• **PASSAGE PROVIDED**
Re: [AMBER] MMPBSA doubt

From: Mary Varughese <maryvj1985.gmail.com>
Date: Thu, 12 May 2016 09:56:46 +0530

Sir,

I am attaching herewith the output i got from single trajectory approach:
Here deltaG(= -15.91-(-22.43=6.52 a +ve value). As you could see especially
entropy varies much. Taking an average value does'nt seem to be ideal.

And i need to clear one thing about multiple trajectory.
step 1: run three long separate trajectories say a 50 ns each.
step 2:................
          doubt : usually in single trajectory approach if we create say 3
snapshots;

                       rec1: lig1: cmplx1==> deltaPB1 and TdeltaS1
                       rec2: lig2: cmplx2==> deltaPB2 and TdeltaS2
                       rec3: lig3: cmplx3==> deltaPB3 and TdeltaS3

PB total= average(PB1,PB2,PB3); TdeltaS total= average(TS1,TS2,TS3);There
is a correspondence between rec, lig and cmplx

In multiple trajectories there is nothing, I may never get a
correspondence.
I must be missing something in the way doing multiple trajectory approach.
It should be like Find the energy of rec, lig and cmplx for each
trajectory(for the full length of simulation) separately and then find the
difference at the end only. Isnt?
I really dont understand the logic in there.

I feel the ligand do bind favorably (experimentally also) but i am not
getting a favorable value because the flexible chain of the ligand is
moving too much resulting in the varying TdeltaS.

• **LISTING**
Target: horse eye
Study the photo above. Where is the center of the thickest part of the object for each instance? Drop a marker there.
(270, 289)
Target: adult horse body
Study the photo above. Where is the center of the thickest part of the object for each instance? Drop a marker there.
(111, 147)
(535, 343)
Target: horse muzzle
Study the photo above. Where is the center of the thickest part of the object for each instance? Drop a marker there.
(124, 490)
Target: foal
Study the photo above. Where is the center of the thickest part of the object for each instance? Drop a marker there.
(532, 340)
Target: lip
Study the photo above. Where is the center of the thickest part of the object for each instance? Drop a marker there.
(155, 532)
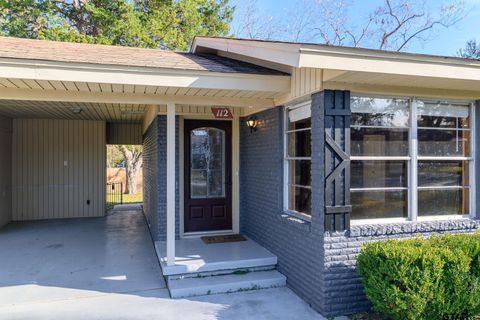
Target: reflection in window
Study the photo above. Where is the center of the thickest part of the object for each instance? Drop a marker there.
(379, 130)
(443, 182)
(207, 163)
(381, 157)
(298, 158)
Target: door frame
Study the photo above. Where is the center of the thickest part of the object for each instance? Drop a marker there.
(235, 175)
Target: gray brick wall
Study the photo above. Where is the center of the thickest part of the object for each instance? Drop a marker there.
(343, 289)
(155, 182)
(297, 243)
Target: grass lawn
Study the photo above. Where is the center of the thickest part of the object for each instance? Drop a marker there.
(113, 199)
(133, 198)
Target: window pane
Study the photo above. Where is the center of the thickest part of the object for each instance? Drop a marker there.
(442, 173)
(379, 174)
(198, 183)
(379, 112)
(443, 202)
(379, 204)
(379, 142)
(299, 172)
(299, 199)
(434, 142)
(443, 115)
(299, 144)
(207, 163)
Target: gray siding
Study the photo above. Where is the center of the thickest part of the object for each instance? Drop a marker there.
(154, 173)
(5, 171)
(341, 286)
(297, 243)
(58, 169)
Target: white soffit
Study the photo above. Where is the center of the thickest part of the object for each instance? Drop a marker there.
(344, 58)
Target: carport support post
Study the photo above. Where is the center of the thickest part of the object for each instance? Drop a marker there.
(170, 183)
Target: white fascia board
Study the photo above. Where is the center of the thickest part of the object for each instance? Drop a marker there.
(58, 71)
(349, 59)
(277, 52)
(129, 98)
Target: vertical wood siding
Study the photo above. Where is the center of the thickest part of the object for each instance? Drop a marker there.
(305, 81)
(5, 171)
(58, 165)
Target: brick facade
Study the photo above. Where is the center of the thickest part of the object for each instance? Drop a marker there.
(155, 182)
(341, 282)
(297, 243)
(320, 265)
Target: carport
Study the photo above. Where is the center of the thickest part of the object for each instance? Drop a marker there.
(54, 156)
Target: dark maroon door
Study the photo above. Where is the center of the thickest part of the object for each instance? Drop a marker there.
(208, 175)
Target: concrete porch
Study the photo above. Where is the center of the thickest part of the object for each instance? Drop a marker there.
(204, 269)
(106, 268)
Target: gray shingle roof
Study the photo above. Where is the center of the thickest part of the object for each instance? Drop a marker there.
(17, 48)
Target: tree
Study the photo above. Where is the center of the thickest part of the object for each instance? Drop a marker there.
(132, 155)
(392, 25)
(471, 50)
(137, 23)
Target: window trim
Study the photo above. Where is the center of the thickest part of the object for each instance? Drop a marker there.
(413, 158)
(287, 158)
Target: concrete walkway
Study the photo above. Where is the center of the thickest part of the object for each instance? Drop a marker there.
(106, 268)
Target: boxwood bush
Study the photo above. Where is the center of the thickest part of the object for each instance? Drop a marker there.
(433, 278)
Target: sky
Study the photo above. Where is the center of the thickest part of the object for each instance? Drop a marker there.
(446, 42)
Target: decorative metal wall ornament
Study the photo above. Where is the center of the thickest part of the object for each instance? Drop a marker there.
(337, 119)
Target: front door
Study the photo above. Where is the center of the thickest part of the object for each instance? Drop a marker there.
(208, 175)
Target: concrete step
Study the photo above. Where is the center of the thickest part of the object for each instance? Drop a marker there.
(234, 282)
(220, 272)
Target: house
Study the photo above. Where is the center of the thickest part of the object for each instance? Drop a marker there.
(308, 150)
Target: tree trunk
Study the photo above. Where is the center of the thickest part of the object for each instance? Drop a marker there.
(131, 171)
(133, 162)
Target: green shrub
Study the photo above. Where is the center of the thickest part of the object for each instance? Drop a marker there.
(434, 278)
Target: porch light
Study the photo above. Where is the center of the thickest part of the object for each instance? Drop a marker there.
(252, 123)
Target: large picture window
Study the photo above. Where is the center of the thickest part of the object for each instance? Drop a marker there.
(410, 159)
(298, 158)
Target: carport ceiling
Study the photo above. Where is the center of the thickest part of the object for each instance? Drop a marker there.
(110, 112)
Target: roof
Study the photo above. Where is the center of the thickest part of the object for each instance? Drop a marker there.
(17, 48)
(311, 45)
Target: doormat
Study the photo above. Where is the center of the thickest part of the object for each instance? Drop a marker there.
(222, 239)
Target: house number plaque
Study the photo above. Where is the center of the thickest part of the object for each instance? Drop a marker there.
(222, 113)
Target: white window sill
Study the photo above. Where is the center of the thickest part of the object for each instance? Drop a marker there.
(298, 215)
(361, 222)
(377, 221)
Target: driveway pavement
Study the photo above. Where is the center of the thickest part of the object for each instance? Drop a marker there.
(106, 268)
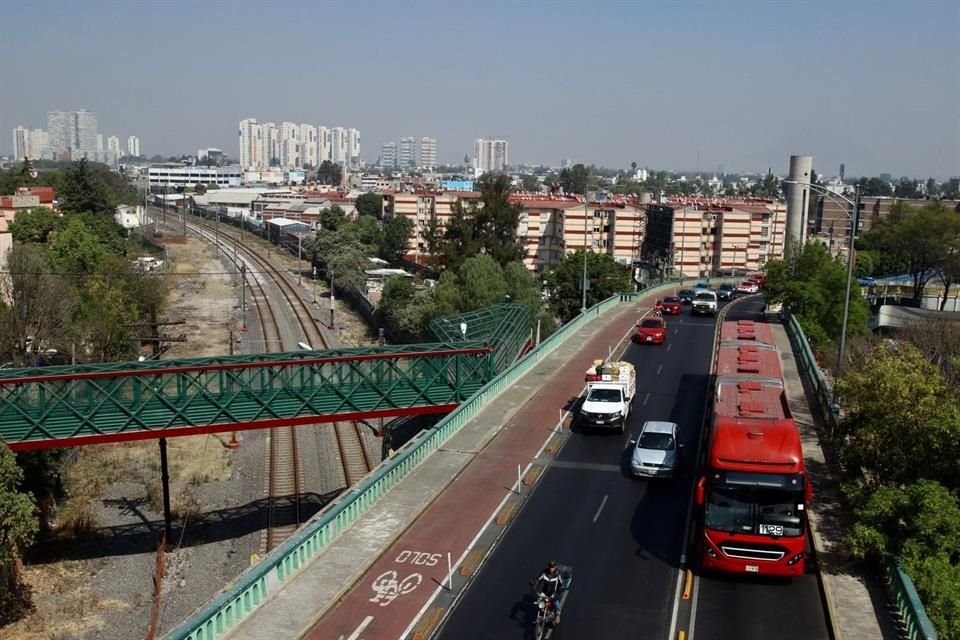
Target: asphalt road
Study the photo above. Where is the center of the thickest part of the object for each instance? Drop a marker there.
(728, 607)
(622, 536)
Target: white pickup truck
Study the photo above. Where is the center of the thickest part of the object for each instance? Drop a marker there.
(611, 387)
(705, 302)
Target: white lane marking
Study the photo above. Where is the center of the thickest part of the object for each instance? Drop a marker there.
(363, 625)
(426, 605)
(599, 509)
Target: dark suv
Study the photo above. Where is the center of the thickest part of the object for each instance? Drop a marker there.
(725, 292)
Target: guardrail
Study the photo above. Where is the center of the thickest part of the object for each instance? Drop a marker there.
(914, 623)
(254, 586)
(913, 617)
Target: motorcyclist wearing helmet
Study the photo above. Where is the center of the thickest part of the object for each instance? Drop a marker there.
(550, 585)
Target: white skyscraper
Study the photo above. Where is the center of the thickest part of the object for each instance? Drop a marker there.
(21, 143)
(251, 144)
(338, 145)
(489, 155)
(353, 147)
(113, 146)
(428, 153)
(308, 145)
(408, 153)
(323, 144)
(388, 155)
(133, 146)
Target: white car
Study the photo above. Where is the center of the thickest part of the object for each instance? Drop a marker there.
(748, 287)
(656, 452)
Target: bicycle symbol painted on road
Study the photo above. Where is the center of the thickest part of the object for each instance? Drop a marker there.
(388, 588)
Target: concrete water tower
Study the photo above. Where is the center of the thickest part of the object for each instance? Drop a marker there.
(798, 202)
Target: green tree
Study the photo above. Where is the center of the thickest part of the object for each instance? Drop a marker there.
(83, 191)
(367, 230)
(529, 182)
(907, 188)
(370, 204)
(605, 277)
(814, 292)
(35, 226)
(35, 306)
(574, 179)
(332, 218)
(497, 220)
(481, 283)
(396, 238)
(920, 525)
(875, 187)
(18, 528)
(329, 173)
(920, 237)
(896, 395)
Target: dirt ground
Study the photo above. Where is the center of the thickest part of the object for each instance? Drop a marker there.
(203, 293)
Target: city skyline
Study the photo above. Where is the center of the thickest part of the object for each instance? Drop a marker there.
(687, 85)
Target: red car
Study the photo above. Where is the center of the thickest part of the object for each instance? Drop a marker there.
(652, 331)
(671, 306)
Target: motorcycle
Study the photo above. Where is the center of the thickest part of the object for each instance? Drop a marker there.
(543, 625)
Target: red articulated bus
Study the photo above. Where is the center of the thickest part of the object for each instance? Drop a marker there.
(754, 489)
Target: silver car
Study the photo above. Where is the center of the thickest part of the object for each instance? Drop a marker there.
(656, 453)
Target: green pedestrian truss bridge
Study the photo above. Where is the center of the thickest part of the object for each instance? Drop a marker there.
(62, 406)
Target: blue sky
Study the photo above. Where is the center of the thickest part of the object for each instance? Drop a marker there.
(666, 84)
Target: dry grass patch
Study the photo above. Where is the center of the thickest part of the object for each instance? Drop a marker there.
(65, 606)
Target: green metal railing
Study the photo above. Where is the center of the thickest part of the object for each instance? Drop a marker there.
(257, 583)
(909, 607)
(916, 624)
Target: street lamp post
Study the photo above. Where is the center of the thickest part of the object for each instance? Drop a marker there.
(854, 217)
(583, 282)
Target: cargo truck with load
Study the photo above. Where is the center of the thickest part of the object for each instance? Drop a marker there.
(611, 387)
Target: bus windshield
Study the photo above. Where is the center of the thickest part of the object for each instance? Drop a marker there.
(757, 511)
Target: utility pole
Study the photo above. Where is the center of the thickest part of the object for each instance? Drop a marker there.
(333, 325)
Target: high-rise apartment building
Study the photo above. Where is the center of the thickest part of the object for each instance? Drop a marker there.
(489, 155)
(388, 155)
(251, 144)
(113, 146)
(21, 143)
(133, 146)
(308, 146)
(292, 145)
(353, 147)
(408, 153)
(428, 153)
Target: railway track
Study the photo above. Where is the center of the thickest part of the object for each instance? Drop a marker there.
(284, 478)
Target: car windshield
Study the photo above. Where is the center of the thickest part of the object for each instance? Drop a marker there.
(604, 395)
(772, 512)
(656, 441)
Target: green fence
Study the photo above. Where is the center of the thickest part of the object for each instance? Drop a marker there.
(914, 621)
(255, 585)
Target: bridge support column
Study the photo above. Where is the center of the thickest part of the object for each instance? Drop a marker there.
(165, 480)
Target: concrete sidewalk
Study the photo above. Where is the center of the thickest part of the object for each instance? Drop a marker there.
(330, 577)
(855, 601)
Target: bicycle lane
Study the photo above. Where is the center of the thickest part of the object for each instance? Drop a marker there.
(399, 585)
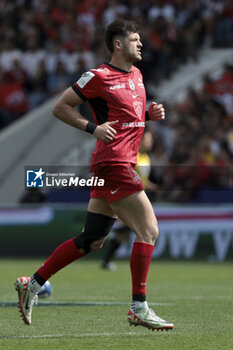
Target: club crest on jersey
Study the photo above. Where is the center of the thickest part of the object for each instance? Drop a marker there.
(138, 108)
(131, 84)
(85, 78)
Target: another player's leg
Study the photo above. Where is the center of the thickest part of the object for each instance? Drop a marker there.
(96, 228)
(137, 213)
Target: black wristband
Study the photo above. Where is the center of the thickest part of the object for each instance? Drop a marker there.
(90, 127)
(147, 116)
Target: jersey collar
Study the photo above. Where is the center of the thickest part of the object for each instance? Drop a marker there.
(120, 70)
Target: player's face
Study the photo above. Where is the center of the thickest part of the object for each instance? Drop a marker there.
(132, 48)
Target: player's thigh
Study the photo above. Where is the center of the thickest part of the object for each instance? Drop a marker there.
(137, 212)
(100, 206)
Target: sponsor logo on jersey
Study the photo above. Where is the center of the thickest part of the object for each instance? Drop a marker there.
(85, 78)
(138, 106)
(100, 70)
(133, 125)
(131, 84)
(119, 86)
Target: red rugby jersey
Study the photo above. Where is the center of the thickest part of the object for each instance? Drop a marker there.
(114, 94)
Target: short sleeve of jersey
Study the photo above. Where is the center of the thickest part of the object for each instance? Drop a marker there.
(87, 86)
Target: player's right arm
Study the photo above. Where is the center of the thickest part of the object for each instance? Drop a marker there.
(64, 109)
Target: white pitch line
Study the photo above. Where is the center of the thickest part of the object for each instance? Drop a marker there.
(85, 335)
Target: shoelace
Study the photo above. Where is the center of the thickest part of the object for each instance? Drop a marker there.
(154, 316)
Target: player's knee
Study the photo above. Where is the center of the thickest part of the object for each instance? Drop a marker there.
(151, 234)
(97, 245)
(96, 228)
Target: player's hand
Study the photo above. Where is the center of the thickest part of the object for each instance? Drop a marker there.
(105, 132)
(156, 112)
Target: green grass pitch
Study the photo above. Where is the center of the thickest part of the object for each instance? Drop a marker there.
(88, 308)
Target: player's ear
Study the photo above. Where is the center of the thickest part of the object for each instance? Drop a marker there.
(118, 44)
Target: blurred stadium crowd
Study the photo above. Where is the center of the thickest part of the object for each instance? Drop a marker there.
(193, 147)
(47, 44)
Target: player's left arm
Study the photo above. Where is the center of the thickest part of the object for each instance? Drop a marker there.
(155, 112)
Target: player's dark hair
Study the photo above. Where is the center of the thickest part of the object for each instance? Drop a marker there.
(121, 28)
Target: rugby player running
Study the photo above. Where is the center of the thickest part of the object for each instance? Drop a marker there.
(116, 95)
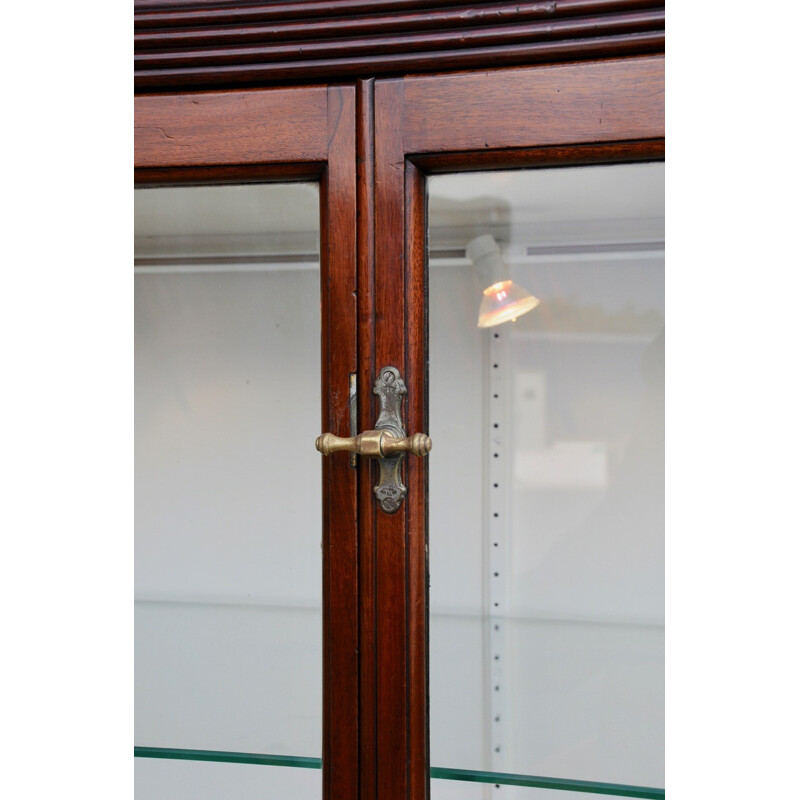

• **EXERCISE TASKS**
1. Retype the MMPBSA email between "From: Mary Varughese" and "to be ideal.", inclusive.
2. In the MMPBSA email, how long is each of the three separate trajectories in step 1?
3. For each statement, say whether it agrees with the MMPBSA email, and quote the words that decide it.
(a) The email was sent in May 2016.
(b) The writer says the ligand binds unfavorably in experiments.
(c) The writer attributes the varying TdeltaS to the ligand's flexible chain.

• **PER-TASK ANSWERS**
1.
From: Mary Varughese <maryvj1985.gmail.com>
Date: Thu, 12 May 2016 09:56:46 +0530

Sir,

I am attaching herewith the output i got from single trajectory approach:
Here deltaG(= -15.91-(-22.43=6.52 a +ve value). As you could see especially
entropy varies much. Taking an average value does'nt seem to be ideal.

2. 50 ns each.

3.
(a) Yes: "Thu, 12 May 2016"
(b) No: "I feel the ligand do bind favorably (experimentally also)"
(c) Yes: "the flexible chain of the ligand is moving too much resulting in the varying TdeltaS"